▶ [Extrait proposé]:
Importations massives rendant l’Europe de l’énergie encore plus dépendante, politique allemande du « fait accompli » que ses voisins affaiblis, véritables carpettes inaudibles , acceptent sans moufter. Effondrement des prix de gros de l’électricité en raison d’un outil de production surdimensionné, mais accroissement des prix de détails, nécessaire pour payer les subventions tarifaires aux énergies renouvelables. Affaiblissement financier des grands acteurs européens de l’énergie qui doivent, dépités, se rabattre sur les énergies intermittentes pour préserver en partie leurs marges et qui, comme GDF-Suez, qui n’a rien vu venir, ferment leurs centrales au gaz à cycle combiné dernier cri, toutes neuves, devenues subitement inutiles dans le cadre règlementaire en vigueur. Gamelle industrielle sans appel.
Voici à grands traits, l’état du champ de bataille. La gangrène menace.
Pour vous convaincre cher lecteur que d’autres partagent ce diagnostic avec encore plus de conviction que la mienne, je vous invite à lire le papier au vitriol de Cécile Maisonneuve de l’IFRI intitulé : « l’Europe et l’Energie: un contrat à refonder d’urgence ». Son analyse est remarquable, la refondation qu’elle appelle et qui nécessitera de remettre en cause certaines certitudes du moment ne me semble pas évidente à construire.

▶ [Données fournies]:
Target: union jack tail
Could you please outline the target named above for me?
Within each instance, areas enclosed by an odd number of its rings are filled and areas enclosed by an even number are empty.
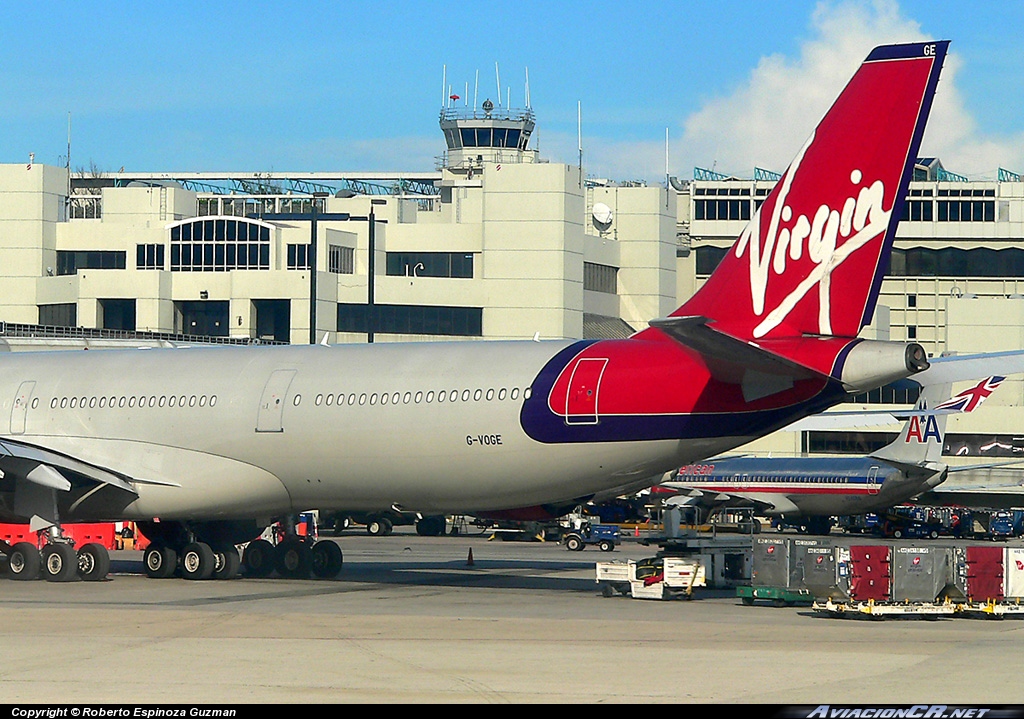
[[[974,412],[1005,377],[986,377],[973,387],[952,397],[951,384],[929,384],[921,390],[914,410],[943,411],[939,414],[911,415],[899,436],[872,457],[905,464],[925,464],[942,460],[942,447],[946,435],[946,418],[951,412]]]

▶ [Consigne]:
Reprenez mot pour mot, dans l'extrait sur l'énergie en Europe, tout ce qui va de « Importations massives rendant » jusqu'à « La gangrène menace. ».

▶ [Corrigé]:
Importations massives rendant l’Europe de l’énergie encore plus dépendante, politique allemande du « fait accompli » que ses voisins affaiblis, véritables carpettes inaudibles , acceptent sans moufter. Effondrement des prix de gros de l’électricité en raison d’un outil de production surdimensionné, mais accroissement des prix de détails, nécessaire pour payer les subventions tarifaires aux énergies renouvelables. Affaiblissement financier des grands acteurs européens de l’énergie qui doivent, dépités, se rabattre sur les énergies intermittentes pour préserver en partie leurs marges et qui, comme GDF-Suez, qui n’a rien vu venir, ferment leurs centrales au gaz à cycle combiné dernier cri, toutes neuves, devenues subitement inutiles dans le cadre règlementaire en vigueur. Gamelle industrielle sans appel.
Voici à grands traits, l’état du champ de bataille. La gangrène menace.